Entries for labeling bounding boxes
--
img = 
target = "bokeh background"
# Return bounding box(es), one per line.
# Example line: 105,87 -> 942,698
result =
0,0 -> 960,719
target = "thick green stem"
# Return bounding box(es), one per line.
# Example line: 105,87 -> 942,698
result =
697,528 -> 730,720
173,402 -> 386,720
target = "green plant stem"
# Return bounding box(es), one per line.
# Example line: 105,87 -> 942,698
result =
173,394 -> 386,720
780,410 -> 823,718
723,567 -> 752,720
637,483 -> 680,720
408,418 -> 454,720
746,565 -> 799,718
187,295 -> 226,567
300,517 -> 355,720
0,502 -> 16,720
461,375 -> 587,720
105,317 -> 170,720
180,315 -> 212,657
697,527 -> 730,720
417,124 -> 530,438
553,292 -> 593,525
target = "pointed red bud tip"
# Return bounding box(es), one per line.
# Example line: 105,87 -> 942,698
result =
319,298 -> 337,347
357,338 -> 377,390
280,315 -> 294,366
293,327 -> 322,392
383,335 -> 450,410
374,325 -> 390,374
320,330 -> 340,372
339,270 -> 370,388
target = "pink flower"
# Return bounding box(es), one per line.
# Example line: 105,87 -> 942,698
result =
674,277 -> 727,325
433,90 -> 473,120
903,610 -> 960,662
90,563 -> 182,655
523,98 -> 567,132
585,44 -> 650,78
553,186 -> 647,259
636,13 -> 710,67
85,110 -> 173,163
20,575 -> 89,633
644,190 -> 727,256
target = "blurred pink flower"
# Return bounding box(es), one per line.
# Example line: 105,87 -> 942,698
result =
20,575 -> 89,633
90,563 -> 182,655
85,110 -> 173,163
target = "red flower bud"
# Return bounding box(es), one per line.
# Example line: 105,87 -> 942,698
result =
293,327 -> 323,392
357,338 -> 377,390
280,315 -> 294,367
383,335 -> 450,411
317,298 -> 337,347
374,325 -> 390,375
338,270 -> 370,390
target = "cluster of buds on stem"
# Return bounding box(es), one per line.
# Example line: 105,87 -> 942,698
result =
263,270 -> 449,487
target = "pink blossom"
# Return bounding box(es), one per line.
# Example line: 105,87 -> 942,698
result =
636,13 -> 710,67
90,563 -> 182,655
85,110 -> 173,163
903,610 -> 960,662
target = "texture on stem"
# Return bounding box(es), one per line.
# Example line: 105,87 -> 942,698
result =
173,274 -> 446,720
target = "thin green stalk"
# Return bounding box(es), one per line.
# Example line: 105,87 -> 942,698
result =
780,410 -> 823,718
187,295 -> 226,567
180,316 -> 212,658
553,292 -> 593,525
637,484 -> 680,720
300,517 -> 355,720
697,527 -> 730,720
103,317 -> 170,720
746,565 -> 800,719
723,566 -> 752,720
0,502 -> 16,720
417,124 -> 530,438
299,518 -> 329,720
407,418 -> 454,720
--
_WHAT TO DO_.
Please return each line of the material above that contains the word "pink".

_RESULT FOR THIS EXERCISE_.
target = "pink flower"
target = "blurred pink flower"
target = "pink blossom"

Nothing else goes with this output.